_Exercise brief_. Show every line in the listing below that contains the word "hood", copying each one in full.

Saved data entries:
______

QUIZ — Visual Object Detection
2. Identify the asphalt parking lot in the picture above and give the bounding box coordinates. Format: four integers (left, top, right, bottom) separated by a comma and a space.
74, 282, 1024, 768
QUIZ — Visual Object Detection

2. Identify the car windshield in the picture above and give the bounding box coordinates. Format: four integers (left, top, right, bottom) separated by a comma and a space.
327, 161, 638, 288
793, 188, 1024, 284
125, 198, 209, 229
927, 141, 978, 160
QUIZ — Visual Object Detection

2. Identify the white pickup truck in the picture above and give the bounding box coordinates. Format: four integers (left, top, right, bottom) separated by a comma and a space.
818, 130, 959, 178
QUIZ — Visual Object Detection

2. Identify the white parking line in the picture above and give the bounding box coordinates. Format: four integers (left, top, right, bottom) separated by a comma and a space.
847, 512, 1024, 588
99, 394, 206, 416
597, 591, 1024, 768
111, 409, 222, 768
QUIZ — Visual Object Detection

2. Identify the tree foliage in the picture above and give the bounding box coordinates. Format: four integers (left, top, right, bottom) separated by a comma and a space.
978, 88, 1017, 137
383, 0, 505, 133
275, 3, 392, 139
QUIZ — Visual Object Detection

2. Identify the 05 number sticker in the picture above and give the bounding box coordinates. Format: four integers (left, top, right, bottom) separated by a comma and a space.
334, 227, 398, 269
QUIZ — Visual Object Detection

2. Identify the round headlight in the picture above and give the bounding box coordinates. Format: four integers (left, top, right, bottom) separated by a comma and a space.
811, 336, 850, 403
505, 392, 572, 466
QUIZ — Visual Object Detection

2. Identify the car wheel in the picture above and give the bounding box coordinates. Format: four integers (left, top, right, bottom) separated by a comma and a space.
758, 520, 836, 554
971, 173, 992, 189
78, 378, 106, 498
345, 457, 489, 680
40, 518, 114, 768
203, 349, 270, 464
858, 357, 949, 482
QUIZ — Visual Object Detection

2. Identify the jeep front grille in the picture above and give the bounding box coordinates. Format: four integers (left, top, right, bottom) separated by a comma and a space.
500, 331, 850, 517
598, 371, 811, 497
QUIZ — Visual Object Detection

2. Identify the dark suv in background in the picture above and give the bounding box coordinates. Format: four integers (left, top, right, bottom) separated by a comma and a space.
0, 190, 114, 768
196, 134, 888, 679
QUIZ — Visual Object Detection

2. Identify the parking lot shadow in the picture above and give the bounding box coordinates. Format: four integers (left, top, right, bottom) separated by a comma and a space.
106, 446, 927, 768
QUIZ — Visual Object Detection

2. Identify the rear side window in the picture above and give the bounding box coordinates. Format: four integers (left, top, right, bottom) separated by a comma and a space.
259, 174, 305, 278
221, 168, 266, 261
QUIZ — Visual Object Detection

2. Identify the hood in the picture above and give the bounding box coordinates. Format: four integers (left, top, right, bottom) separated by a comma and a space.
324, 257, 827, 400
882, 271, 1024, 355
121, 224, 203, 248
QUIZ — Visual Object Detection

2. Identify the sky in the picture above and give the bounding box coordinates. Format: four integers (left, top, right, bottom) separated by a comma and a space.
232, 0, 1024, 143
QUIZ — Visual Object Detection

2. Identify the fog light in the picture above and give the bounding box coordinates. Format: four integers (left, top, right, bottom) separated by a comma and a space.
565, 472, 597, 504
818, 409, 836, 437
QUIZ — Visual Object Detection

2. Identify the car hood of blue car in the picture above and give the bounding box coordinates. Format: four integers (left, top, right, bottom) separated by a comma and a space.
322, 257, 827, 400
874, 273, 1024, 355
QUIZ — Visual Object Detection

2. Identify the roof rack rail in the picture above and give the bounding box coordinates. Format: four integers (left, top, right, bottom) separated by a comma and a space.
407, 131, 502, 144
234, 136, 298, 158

______

_Correct answer_.
2. Identify the hood in the picture above and give the bounding box coordinates. Format: four integers (left, top, right, bottom) separated by a comma and a space.
2. Identify the car hood of blue car in the picture above and give the bounding box coordinates. Format: four integers (left, top, right, bottom) separated by a comma and a space.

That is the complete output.